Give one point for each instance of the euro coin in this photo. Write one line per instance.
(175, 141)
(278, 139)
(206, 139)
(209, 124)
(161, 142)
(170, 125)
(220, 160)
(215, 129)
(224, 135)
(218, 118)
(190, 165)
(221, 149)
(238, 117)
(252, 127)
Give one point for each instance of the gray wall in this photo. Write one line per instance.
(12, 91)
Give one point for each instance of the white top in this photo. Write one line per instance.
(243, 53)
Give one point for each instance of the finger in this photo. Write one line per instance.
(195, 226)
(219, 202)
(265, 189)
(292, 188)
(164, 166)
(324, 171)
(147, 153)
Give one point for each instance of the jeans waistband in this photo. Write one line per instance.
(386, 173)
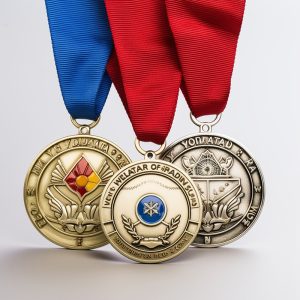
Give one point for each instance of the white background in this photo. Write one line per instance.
(263, 114)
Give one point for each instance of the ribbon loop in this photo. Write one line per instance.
(144, 67)
(206, 34)
(82, 45)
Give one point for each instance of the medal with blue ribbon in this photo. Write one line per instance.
(66, 181)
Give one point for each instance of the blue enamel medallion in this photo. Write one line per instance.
(151, 210)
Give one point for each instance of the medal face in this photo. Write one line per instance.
(229, 182)
(150, 211)
(63, 188)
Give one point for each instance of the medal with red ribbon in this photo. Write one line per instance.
(161, 46)
(151, 209)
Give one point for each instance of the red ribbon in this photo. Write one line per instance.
(159, 41)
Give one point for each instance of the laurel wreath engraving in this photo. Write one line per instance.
(131, 229)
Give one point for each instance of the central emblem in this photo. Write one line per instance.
(82, 179)
(76, 212)
(220, 193)
(151, 210)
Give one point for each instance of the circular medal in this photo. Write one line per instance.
(63, 188)
(150, 211)
(229, 182)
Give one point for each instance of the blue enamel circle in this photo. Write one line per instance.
(151, 210)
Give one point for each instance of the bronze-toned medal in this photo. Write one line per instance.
(150, 210)
(64, 185)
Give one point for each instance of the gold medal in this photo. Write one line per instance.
(150, 210)
(64, 185)
(229, 180)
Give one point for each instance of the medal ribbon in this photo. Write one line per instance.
(82, 45)
(206, 33)
(144, 67)
(156, 41)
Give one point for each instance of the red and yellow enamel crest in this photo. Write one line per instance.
(82, 179)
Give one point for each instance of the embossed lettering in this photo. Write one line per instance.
(30, 192)
(250, 164)
(207, 240)
(257, 189)
(250, 216)
(38, 167)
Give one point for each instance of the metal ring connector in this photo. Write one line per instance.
(205, 126)
(149, 154)
(85, 128)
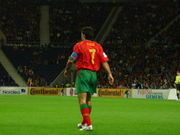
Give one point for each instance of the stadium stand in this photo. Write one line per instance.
(134, 64)
(5, 79)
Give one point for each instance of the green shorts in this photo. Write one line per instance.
(86, 81)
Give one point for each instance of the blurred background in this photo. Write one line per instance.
(139, 36)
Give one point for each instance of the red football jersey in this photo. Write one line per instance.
(90, 55)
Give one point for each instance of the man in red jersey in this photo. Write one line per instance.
(89, 56)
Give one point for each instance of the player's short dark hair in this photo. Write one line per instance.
(88, 32)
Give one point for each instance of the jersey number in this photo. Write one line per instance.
(92, 51)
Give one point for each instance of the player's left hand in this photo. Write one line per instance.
(65, 73)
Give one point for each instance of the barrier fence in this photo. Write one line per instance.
(101, 92)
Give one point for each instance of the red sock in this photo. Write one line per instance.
(85, 114)
(90, 108)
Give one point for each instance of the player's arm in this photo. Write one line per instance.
(70, 61)
(108, 70)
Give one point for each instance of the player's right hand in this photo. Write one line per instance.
(65, 73)
(111, 79)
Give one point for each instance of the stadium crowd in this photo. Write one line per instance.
(134, 64)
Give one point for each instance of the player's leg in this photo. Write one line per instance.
(88, 101)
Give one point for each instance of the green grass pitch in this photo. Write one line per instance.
(57, 115)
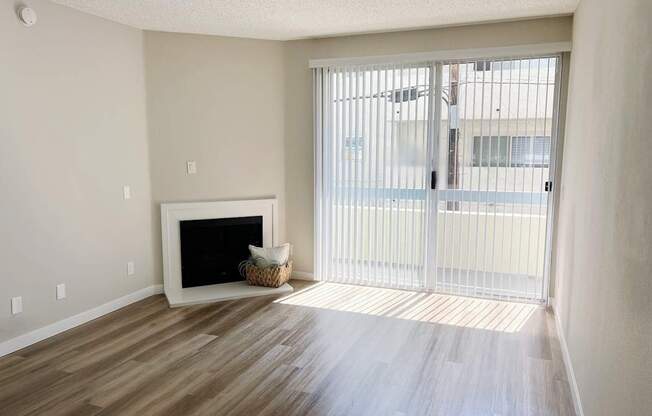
*-*-*
Description of the task. Keep every word of the data as it is when you write it out, but drop the pictures.

Result for this task.
Give one point for each instance of the euro coin in this photo. Write one line per instance.
(175, 141)
(278, 139)
(206, 139)
(209, 124)
(161, 142)
(170, 125)
(220, 160)
(215, 129)
(224, 135)
(218, 118)
(190, 165)
(221, 149)
(238, 117)
(252, 127)
Give one point for each instance of the gray wall in this photo. Write one line per instance.
(12, 91)
Give one point for each instance of the white top in this photo. Write one line per instance.
(243, 53)
Give one point for each instance of the finger in this photo. Write one line per instance.
(195, 226)
(219, 202)
(265, 189)
(292, 188)
(164, 166)
(324, 171)
(147, 153)
Give one point for each instance of the jeans waistband in this photo. Write one line per instance.
(386, 173)
Give one point for each instance of the white background in this photo. Write one line per instance.
(263, 114)
Give one point for each instance of the ribbon loop in this photo. Write one line per instance.
(144, 67)
(206, 34)
(82, 45)
Give one point for each instance of the medal with blue ribbon in this photo. Write one line per instance.
(66, 181)
Give one point for each instance of the blue enamel medallion in this photo. Write one line per instance.
(151, 210)
Give one point for each instance of the medal face in this photo. Write one line per instance.
(229, 182)
(150, 211)
(63, 188)
Give one point for each instance of the medal with red ribbon in this photo. Write one line per instance.
(161, 46)
(151, 209)
Give one point for each instance of the red ribbon in this photo. Write one line per instance.
(159, 41)
Give one point for each instance of the laurel wreath engraving in this photo. Write one line per instance.
(131, 229)
Give one point for each instance of the central emblem in this photo. Write one line per instance.
(82, 179)
(76, 212)
(220, 193)
(151, 210)
Give one point for each instance of the circular medal in this photo. Write one line per instance.
(63, 188)
(150, 211)
(229, 182)
Give one point for each instance of the blue enamel circle in this photo. Write one line per instance.
(151, 210)
Give one point for each instance of the bronze-toned medal in this photo. Write one line per instance.
(150, 210)
(64, 185)
Give one point for each instance of the gold medal in this photo. Write one line per instance.
(150, 210)
(64, 185)
(229, 180)
Give one point for each instance of the medal ribbon in this photo. Write one line per instance.
(82, 45)
(206, 33)
(144, 67)
(156, 41)
Give one point for each instance of the red and yellow enamel crest in this photo. Write one line per instance.
(82, 179)
Give one point for each instance of the embossed lettering in this photo. Write one line per instance.
(30, 192)
(250, 164)
(207, 240)
(257, 189)
(250, 216)
(38, 167)
Give one point for each instance of the metal ring connector in this photo. Write one line per instance.
(205, 126)
(149, 154)
(85, 128)
Give one point for each instance of the stadium stand in this photo. Write one line per instance.
(134, 64)
(5, 79)
Give one point for each instance of the green shorts in this photo. Write one line per instance.
(86, 81)
Give one point for each instance of the blurred background in this photo. Write one line per instance.
(139, 36)
Give one point for each instance of the red football jersey in this photo. Write one line per instance.
(90, 55)
Give one point for each instance of the man in red jersey in this photo. Write one line per instance.
(89, 56)
Give one point for each instance of the player's short dark hair in this photo. Write one line per instance.
(88, 32)
Give one point for each instance of the jersey number in this photo. Write one line per instance.
(92, 51)
Give one point for each instance of the player's left hand in this photo. Write one line per instance.
(65, 73)
Give one point for each instance of the barrier fence in this photo. Write one line per instance.
(101, 92)
Give one point for each instance of the red sock in this photo. Write one line per instance.
(85, 114)
(90, 108)
Give one point for each instance of the player's arm in this photo. Write one line per instance.
(70, 61)
(108, 70)
Give one point for each instance of the player's right hand in this photo. Write one line per instance.
(65, 73)
(111, 79)
Give one point for each instance of the stadium crowd in this photo. Write one line per instance.
(134, 64)
Give one point for each instance of the player's leg in this photo. Write one line per instance.
(88, 101)
Give one point for each instance of the green grass pitch in this photo. Write one line per instance.
(57, 115)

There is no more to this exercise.